> [Exercise instructions] Transcribe without alteration the lines of the items below, beginning with the line containing "where the text" and continuing up to and including the final line of the items.

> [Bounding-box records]
....................

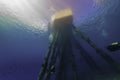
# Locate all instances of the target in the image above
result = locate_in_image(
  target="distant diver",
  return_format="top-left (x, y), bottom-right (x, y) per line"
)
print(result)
top-left (107, 42), bottom-right (120, 52)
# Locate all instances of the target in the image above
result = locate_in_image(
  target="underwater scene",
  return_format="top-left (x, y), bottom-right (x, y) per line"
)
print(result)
top-left (0, 0), bottom-right (120, 80)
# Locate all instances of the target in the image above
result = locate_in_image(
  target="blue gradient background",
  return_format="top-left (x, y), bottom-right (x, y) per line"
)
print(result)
top-left (0, 0), bottom-right (120, 80)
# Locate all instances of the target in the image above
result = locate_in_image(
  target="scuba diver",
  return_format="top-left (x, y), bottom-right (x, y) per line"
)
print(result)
top-left (107, 42), bottom-right (120, 52)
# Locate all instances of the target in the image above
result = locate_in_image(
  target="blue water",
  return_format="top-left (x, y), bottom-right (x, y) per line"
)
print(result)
top-left (0, 0), bottom-right (120, 80)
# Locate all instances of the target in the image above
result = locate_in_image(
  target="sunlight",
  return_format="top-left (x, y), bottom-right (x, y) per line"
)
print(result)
top-left (0, 0), bottom-right (47, 30)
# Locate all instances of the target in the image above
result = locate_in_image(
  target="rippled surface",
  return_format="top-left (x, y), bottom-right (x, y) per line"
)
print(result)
top-left (0, 0), bottom-right (120, 80)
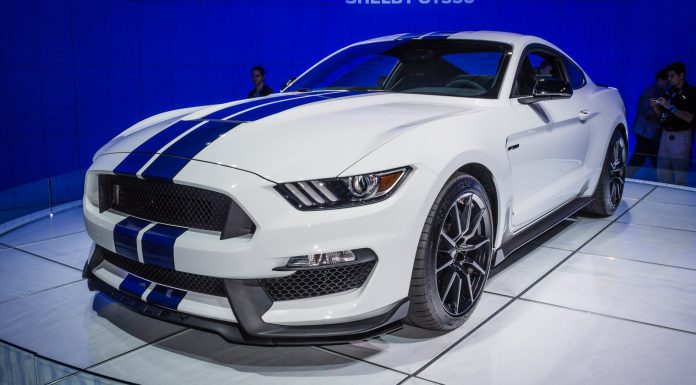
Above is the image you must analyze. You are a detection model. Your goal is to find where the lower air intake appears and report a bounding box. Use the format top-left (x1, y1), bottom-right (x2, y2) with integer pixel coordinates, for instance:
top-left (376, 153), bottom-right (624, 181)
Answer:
top-left (261, 260), bottom-right (377, 301)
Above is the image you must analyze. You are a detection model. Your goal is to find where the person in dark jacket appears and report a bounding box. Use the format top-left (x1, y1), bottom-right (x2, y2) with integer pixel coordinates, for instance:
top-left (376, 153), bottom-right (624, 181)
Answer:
top-left (650, 62), bottom-right (696, 185)
top-left (247, 66), bottom-right (273, 99)
top-left (628, 69), bottom-right (669, 178)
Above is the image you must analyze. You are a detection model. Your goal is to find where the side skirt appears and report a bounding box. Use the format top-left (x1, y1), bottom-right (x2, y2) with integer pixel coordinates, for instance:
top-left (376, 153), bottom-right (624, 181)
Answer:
top-left (495, 197), bottom-right (592, 265)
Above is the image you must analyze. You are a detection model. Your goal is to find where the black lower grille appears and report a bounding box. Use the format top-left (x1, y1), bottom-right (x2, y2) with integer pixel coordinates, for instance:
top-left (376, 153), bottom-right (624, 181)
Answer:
top-left (99, 175), bottom-right (254, 236)
top-left (261, 260), bottom-right (377, 301)
top-left (102, 249), bottom-right (227, 297)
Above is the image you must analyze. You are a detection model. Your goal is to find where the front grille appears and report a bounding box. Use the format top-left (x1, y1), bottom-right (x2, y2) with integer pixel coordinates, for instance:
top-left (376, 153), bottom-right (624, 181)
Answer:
top-left (261, 260), bottom-right (377, 301)
top-left (99, 175), bottom-right (254, 236)
top-left (102, 249), bottom-right (227, 297)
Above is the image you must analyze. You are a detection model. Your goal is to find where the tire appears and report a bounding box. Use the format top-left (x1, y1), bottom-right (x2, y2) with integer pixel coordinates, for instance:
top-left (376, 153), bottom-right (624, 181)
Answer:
top-left (583, 130), bottom-right (627, 217)
top-left (404, 173), bottom-right (493, 331)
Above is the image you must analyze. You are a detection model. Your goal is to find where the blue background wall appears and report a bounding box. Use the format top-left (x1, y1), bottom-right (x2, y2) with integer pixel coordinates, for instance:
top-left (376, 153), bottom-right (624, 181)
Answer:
top-left (0, 0), bottom-right (696, 218)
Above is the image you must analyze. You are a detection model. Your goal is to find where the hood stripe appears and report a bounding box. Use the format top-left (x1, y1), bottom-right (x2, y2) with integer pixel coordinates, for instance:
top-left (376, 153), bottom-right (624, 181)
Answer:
top-left (233, 91), bottom-right (361, 121)
top-left (421, 32), bottom-right (454, 40)
top-left (141, 122), bottom-right (239, 181)
top-left (114, 120), bottom-right (200, 175)
top-left (202, 91), bottom-right (337, 120)
top-left (134, 91), bottom-right (365, 181)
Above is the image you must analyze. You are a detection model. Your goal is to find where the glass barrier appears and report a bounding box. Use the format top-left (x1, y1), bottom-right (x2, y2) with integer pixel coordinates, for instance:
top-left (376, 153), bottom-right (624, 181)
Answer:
top-left (0, 170), bottom-right (85, 234)
top-left (0, 340), bottom-right (131, 385)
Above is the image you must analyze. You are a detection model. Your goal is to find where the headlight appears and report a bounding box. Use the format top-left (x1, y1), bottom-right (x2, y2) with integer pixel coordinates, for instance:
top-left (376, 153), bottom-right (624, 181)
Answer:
top-left (275, 167), bottom-right (411, 210)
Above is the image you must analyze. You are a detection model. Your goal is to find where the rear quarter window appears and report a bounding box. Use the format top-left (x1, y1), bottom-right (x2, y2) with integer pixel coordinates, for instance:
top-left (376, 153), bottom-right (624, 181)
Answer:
top-left (563, 58), bottom-right (587, 90)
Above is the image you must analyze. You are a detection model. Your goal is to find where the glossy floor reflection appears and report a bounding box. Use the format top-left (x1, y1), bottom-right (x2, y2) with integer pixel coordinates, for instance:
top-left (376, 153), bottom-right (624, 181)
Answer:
top-left (0, 183), bottom-right (696, 385)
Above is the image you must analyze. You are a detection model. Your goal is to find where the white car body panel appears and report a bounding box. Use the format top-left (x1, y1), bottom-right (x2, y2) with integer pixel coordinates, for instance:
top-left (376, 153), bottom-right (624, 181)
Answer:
top-left (84, 32), bottom-right (626, 340)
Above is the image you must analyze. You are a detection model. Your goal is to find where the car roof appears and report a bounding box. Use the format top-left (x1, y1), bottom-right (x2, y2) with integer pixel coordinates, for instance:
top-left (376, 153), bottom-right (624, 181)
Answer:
top-left (356, 31), bottom-right (557, 49)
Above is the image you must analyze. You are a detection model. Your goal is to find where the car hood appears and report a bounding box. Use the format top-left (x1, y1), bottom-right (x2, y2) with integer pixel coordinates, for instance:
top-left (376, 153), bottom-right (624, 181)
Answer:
top-left (102, 92), bottom-right (477, 182)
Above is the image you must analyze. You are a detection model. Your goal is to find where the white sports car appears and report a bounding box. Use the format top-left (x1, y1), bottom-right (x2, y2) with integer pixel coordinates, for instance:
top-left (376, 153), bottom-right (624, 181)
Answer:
top-left (84, 32), bottom-right (627, 345)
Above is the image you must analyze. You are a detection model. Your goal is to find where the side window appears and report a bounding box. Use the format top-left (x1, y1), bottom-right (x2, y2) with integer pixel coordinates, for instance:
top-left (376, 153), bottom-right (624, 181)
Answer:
top-left (512, 51), bottom-right (565, 98)
top-left (563, 57), bottom-right (587, 90)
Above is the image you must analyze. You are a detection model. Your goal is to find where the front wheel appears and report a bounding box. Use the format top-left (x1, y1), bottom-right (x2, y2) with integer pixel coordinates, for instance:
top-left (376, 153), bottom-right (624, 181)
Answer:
top-left (584, 130), bottom-right (627, 217)
top-left (406, 174), bottom-right (493, 330)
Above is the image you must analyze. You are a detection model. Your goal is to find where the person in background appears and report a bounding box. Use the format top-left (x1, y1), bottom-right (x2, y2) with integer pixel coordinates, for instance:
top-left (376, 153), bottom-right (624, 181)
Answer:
top-left (247, 66), bottom-right (273, 99)
top-left (628, 69), bottom-right (669, 179)
top-left (650, 62), bottom-right (696, 185)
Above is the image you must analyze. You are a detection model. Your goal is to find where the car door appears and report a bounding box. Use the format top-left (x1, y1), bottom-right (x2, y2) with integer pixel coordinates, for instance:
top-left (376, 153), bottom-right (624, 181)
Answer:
top-left (506, 47), bottom-right (590, 231)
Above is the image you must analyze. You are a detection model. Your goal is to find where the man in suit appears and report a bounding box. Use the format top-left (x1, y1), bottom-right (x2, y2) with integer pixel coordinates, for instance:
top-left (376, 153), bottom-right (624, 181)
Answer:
top-left (247, 66), bottom-right (273, 99)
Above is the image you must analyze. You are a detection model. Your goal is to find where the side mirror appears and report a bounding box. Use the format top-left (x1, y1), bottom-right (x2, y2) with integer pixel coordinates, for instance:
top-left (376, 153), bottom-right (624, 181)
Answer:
top-left (518, 78), bottom-right (573, 104)
top-left (284, 76), bottom-right (297, 88)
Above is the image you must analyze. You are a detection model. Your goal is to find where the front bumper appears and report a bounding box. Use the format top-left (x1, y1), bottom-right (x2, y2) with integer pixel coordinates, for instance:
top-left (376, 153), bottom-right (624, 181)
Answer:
top-left (83, 154), bottom-right (436, 340)
top-left (83, 246), bottom-right (409, 346)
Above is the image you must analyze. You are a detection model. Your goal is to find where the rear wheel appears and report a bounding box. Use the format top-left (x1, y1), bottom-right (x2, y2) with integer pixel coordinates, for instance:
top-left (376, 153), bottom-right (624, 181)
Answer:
top-left (406, 174), bottom-right (493, 330)
top-left (584, 130), bottom-right (627, 216)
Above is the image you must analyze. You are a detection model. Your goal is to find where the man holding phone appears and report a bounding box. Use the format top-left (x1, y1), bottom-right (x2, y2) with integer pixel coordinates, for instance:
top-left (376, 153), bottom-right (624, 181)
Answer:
top-left (650, 62), bottom-right (696, 185)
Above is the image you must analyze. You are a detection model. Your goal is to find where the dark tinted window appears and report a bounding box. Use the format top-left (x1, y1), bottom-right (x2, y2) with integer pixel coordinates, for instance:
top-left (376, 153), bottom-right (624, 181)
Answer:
top-left (563, 58), bottom-right (587, 90)
top-left (285, 40), bottom-right (510, 98)
top-left (512, 51), bottom-right (565, 98)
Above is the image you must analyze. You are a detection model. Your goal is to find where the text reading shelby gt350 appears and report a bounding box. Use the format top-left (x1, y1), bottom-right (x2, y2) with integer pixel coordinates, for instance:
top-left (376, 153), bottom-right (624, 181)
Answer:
top-left (84, 32), bottom-right (627, 345)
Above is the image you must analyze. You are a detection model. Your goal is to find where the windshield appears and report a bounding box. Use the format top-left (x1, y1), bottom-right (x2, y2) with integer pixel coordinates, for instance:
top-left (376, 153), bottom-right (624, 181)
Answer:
top-left (285, 40), bottom-right (510, 99)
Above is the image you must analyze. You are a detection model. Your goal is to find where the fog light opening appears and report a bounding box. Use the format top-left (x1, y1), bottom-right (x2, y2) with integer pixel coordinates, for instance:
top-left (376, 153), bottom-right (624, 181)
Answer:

....................

> [Result below]
Above is the image you must analyze. You are a detection model. Your goal is to find where the text reading shelby gt350 appears and report a bounding box. Use the format top-left (x1, y1), bottom-right (x2, y2) with integer pixel coordinates, for instance:
top-left (376, 153), bottom-right (624, 181)
Answer:
top-left (84, 32), bottom-right (627, 345)
Above is the image you must analyze. You are a detection model. Your goal is to find where the windshield appears and report a bounding box. Use the format top-left (x1, y1), bottom-right (x2, y2) with integer pixel coordinates, for instance:
top-left (376, 153), bottom-right (624, 181)
Answer:
top-left (285, 40), bottom-right (510, 99)
Above is the image you must analyze. You are a detection model. Your goal is to find where the fog light opening appears and report a bounding box. Use the format top-left (x1, y1), bottom-right (x2, y2) with integer pixel coordinates, for instance:
top-left (376, 153), bottom-right (624, 181)
Answer:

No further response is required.